Informe quantas linhas dos registros abaixo contêm a palavra "crowd". Por favor, responda somente com o número.
╭─ REGISTROS FORNECIDOS
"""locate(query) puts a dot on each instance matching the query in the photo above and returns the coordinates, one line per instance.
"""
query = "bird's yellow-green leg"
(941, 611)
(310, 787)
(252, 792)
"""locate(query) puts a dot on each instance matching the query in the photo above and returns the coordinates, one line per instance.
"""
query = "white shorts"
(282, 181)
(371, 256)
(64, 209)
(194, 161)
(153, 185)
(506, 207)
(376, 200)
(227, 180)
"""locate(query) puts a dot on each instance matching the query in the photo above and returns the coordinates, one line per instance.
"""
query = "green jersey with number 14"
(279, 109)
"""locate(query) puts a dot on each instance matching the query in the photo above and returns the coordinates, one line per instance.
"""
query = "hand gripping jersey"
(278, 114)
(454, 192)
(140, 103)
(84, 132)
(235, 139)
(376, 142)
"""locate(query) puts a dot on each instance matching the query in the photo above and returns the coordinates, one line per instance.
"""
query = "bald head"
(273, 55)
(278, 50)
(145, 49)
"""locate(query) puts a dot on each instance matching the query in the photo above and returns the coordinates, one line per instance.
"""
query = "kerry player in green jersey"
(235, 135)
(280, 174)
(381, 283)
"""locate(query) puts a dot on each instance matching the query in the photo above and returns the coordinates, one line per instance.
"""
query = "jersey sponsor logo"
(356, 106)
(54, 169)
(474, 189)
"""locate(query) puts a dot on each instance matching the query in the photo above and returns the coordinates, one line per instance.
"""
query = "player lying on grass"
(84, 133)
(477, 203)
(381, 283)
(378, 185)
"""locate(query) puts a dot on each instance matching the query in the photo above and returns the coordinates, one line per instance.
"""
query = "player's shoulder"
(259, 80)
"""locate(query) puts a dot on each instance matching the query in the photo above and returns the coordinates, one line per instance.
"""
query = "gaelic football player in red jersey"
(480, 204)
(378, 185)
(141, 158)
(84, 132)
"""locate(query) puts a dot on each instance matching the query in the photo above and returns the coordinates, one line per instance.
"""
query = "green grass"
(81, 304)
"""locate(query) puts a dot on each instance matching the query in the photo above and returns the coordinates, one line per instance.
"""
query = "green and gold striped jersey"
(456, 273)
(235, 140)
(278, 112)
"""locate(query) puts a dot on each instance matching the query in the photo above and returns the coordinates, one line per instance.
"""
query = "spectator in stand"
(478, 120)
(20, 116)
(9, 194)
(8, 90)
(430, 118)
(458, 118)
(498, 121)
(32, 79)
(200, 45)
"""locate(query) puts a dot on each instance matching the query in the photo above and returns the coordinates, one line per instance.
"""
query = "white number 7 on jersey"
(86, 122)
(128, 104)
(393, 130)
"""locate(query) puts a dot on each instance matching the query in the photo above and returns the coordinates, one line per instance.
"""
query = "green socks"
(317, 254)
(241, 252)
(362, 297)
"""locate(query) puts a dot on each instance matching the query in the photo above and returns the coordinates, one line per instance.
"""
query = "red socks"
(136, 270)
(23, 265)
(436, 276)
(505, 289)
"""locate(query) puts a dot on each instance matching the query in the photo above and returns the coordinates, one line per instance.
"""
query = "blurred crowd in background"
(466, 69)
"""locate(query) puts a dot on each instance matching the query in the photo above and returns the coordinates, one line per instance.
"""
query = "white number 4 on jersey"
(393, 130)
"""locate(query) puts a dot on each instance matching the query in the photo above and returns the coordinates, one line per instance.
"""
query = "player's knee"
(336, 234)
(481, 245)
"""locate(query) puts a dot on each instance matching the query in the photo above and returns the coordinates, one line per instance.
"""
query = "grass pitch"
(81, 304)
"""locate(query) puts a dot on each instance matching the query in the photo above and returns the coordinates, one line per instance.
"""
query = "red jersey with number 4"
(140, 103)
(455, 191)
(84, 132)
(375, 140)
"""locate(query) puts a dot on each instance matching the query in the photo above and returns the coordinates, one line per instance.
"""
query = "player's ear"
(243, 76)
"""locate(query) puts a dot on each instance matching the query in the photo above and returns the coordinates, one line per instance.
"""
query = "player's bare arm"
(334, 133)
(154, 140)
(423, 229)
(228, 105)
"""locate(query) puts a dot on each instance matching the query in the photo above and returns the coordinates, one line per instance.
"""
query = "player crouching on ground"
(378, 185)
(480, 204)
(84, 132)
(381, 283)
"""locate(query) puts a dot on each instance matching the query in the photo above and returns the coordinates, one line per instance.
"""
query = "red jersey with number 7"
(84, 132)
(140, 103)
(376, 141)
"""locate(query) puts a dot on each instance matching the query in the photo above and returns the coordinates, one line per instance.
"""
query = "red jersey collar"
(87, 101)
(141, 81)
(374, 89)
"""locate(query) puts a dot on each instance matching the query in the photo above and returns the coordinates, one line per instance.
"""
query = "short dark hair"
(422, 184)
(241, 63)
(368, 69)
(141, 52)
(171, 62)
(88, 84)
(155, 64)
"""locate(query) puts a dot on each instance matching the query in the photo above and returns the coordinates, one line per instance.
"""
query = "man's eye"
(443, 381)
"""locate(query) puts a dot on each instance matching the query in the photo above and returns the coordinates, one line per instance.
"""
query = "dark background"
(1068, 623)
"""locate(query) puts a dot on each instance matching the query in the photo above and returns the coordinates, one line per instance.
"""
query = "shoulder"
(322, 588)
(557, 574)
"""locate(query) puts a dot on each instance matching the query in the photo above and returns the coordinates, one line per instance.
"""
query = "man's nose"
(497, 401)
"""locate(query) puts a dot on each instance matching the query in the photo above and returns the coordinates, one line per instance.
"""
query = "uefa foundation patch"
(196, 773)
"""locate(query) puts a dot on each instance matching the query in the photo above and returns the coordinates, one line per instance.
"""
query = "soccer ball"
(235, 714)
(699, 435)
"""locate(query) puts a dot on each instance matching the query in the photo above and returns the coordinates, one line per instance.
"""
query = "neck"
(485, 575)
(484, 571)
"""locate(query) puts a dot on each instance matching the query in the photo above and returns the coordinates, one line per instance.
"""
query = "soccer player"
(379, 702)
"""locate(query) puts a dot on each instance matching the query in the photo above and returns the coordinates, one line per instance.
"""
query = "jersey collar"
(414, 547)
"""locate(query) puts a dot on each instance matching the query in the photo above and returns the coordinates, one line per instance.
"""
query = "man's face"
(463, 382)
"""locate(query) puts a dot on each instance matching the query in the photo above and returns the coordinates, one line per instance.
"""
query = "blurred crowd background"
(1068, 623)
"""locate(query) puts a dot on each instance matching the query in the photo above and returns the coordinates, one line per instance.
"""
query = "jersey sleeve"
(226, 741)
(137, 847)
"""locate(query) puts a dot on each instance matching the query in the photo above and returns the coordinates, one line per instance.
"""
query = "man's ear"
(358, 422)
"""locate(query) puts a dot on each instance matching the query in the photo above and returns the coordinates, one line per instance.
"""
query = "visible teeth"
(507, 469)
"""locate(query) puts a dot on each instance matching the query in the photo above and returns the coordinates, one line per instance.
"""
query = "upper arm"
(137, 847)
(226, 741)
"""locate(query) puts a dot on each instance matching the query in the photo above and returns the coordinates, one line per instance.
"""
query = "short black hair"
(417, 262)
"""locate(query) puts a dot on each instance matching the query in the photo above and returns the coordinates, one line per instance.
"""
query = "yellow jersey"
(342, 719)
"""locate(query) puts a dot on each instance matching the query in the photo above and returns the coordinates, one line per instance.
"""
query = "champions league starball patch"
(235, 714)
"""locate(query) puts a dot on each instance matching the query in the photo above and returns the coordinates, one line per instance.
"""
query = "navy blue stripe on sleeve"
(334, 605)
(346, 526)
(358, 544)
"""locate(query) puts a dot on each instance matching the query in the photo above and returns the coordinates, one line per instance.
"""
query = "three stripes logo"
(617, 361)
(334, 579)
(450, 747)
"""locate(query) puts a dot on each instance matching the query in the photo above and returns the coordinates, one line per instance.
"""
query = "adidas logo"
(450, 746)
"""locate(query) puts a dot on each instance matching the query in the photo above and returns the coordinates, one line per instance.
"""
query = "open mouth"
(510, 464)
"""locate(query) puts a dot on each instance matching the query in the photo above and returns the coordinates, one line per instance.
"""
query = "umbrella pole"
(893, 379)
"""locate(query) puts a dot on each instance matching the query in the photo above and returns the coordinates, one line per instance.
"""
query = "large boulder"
╰─
__TAREFA CONCLUÍDA__. 2